**EXERCISE PASSAGE**
== Segment start ==

Before making the decisio to buy a house, consider
Before making the decisio to buy a house, consider factors like affordibility in the long run. (PHOTO: GALLO IMAGES)


Buying gives you a cash-intensive long-term asset

The biggest benefit of buying is that you’re investing in an asset that gives you security and that will not only retain its value but hopefully grow in value, Levin says.

Alexander points out that capital appreciation is a major plus.

“The capital appreciation you will have over time is sort of a passive income and eventually when you sell, that capital can be unlocked,” he explains.

But it’s an expensive purchase to make. Buyers incur transfer costs, bond registration costs and a deposit, if the bank doesn’t give you a 100% mortgage.

“It’s a pretty cash-intensive acquisition,” Alexander says.

Then there’s the cost of maintaining the property, as well as the costs involved when you want to sell your property, such as paying an estate agent. 

“So it’s pretty expensive to come by and to dispose of,” he adds.

“If you find yourself in financial difficulty, it’s not easy to just sell it overnight. So you should ensure you don’t overcapitalise or overburden yourself with a bond that’s much higher than what you can sell the property for. That way you can have a bit of a financial buffer.”

As a rule of thumb, if you buy property your bond repayment should ideally not exceed 30% of your income.
Rowan Alexander of real-estate company Alexander Swart Property Group


There’s a flipside to the flexibility of renting

Renting is often more affordable as you’re not burdened with monthly rates and taxes and the maintenance costs of owning a property, Levin says. 

Renting also offers flexibility and less of a commitment as opposed to buying.

Lease agreements aside, renters can more easily get up and go as they have no vested interest in the property, Alexander says.

“It can also allow you to have a lifestyle which wouldn’t be possible if you purchased property if your rental is a lot less than your bond payment would be,” he adds.

But renting isn’t lucrative in the long run.

“It’s a pure expense – you get absolutely nothing back for your cash expense. There’s no capital growth, there’s a lack of permanent stability and there’s no tenure of ownership,” Alexander says.

“You’re only as secure as the length of your lease.” 

Also, renting could keep you out of the market, Cohen says.

Property prices tend to skyrocket and you could get left behind and find that the market has gone up way higher than what you’ve managed to save for a deposit. 

“Then you’re in a position where you can’t afford to buy what you would have been able to buy at the time you started renting,” Cohen says.

Also, the longer you wait the more difficult it’s likely to be to get into the property market because advanced age could hinder your ability to buy. 

“Very often age can count against you,” Alexander says.

“Your term of repayment is affected because you can’t get a 20-year bond at the age of 60.”

More things to consider
  • Before you even begin to look around at property to buy, request a free home-loan prequalification. You can do this online with various bond originators. This will help give you an idea of what you can afford.

== Segment end ==

**WHAT YOU NEED TO DO**
a - Set down the part of the passage on buying versus renting between "Buying gives you" and "a major plus.", inclusive.
b - Answer these questions from the passage on buying versus renting:
(i) Ideally, a bond repayment should not exceed what share of your income?
(ii) Which real-estate company is Rowan Alexander with?
(iii) What kind of bond does Alexander say you can't get at the age of 60?
c - Decide whether each statement agrees with the passage on buying versus renting, and quote the words that settle it:
(i) Renters are burdened with monthly rates and taxes.
(ii) A free home-loan prequalification can be requested online.
(iii) Alexander says renting brings capital growth.

(Referring expression pointing data)
== Segment start ==

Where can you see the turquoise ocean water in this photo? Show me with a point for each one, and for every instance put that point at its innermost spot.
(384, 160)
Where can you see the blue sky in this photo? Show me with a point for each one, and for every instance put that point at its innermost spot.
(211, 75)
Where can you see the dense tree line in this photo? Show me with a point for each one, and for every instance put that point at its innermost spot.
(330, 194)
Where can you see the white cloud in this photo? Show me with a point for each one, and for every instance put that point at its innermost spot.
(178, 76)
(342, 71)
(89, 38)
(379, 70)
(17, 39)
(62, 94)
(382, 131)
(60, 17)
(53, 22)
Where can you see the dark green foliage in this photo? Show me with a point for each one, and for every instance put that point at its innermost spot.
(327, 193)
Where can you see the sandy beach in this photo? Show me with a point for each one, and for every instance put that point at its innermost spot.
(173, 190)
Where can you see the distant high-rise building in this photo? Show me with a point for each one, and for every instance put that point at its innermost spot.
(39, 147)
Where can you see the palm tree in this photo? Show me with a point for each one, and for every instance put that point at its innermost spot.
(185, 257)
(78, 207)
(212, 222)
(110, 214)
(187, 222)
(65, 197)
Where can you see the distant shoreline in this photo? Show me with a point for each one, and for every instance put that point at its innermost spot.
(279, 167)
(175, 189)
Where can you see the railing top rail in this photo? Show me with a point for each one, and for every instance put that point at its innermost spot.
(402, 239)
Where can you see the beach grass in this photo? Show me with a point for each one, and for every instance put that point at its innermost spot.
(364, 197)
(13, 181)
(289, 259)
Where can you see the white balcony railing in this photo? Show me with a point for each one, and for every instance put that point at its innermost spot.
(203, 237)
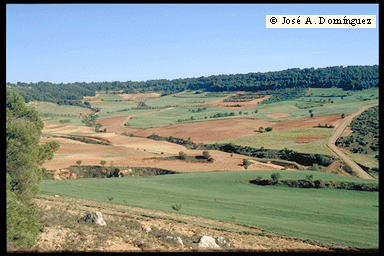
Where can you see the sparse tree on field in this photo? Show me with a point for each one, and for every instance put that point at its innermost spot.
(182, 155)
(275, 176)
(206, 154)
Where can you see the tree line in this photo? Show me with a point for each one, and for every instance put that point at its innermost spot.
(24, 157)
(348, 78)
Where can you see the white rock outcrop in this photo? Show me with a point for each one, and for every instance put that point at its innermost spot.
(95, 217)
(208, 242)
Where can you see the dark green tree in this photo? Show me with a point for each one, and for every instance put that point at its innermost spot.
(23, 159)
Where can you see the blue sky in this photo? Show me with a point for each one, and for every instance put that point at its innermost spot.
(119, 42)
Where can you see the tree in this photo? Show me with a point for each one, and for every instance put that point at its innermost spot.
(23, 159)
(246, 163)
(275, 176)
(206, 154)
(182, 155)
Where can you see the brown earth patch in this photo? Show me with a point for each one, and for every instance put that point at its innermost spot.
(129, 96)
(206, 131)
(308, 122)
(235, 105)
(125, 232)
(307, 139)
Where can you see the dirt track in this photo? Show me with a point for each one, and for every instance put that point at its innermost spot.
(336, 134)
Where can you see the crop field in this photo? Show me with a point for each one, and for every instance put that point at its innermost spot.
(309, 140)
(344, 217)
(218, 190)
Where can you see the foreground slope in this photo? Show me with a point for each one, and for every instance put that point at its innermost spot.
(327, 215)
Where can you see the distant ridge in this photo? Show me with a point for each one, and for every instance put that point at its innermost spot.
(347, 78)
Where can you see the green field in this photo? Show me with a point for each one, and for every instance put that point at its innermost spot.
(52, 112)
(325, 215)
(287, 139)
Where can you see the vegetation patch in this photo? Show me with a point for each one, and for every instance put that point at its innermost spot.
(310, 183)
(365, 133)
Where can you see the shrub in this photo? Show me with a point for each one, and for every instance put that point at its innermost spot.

== Segment end ==
== Segment start ==

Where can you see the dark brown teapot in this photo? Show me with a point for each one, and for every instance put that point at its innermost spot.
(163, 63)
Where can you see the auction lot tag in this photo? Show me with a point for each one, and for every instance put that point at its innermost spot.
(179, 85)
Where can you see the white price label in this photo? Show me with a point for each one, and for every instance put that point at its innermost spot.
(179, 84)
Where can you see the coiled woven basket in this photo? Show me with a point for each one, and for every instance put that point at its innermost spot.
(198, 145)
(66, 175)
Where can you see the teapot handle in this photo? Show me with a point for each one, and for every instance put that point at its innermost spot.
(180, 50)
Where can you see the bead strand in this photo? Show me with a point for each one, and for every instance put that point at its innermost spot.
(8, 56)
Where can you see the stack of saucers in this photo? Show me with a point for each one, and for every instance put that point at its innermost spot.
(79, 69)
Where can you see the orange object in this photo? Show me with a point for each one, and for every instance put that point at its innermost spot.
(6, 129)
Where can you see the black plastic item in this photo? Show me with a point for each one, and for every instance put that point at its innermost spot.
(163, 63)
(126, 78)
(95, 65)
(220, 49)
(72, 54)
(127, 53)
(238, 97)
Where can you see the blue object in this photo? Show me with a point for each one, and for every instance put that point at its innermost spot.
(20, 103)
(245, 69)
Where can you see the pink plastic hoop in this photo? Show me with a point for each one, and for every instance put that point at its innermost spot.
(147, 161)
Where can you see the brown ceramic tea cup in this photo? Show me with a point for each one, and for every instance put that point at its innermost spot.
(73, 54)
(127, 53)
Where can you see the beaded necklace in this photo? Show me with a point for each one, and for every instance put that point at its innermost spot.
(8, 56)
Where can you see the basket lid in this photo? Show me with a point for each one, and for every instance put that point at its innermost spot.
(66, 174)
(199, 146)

== Segment end ==

**SOLUTIONS BELOW**
a -
Buying gives you a cash-intensive long-term asset

The biggest benefit of buying is that you’re investing in an asset that gives you security and that will not only retain its value but hopefully grow in value, Levin says.

Alexander points out that capital appreciation is a major plus.

b -
(i) 30%
(ii) Alexander Swart Property Group
(iii) A 20-year bond

c -
(i) No: "you’re not burdened with monthly rates and taxes"
(ii) Yes: "You can do this online with various bond originators."
(iii) No: "There’s no capital growth"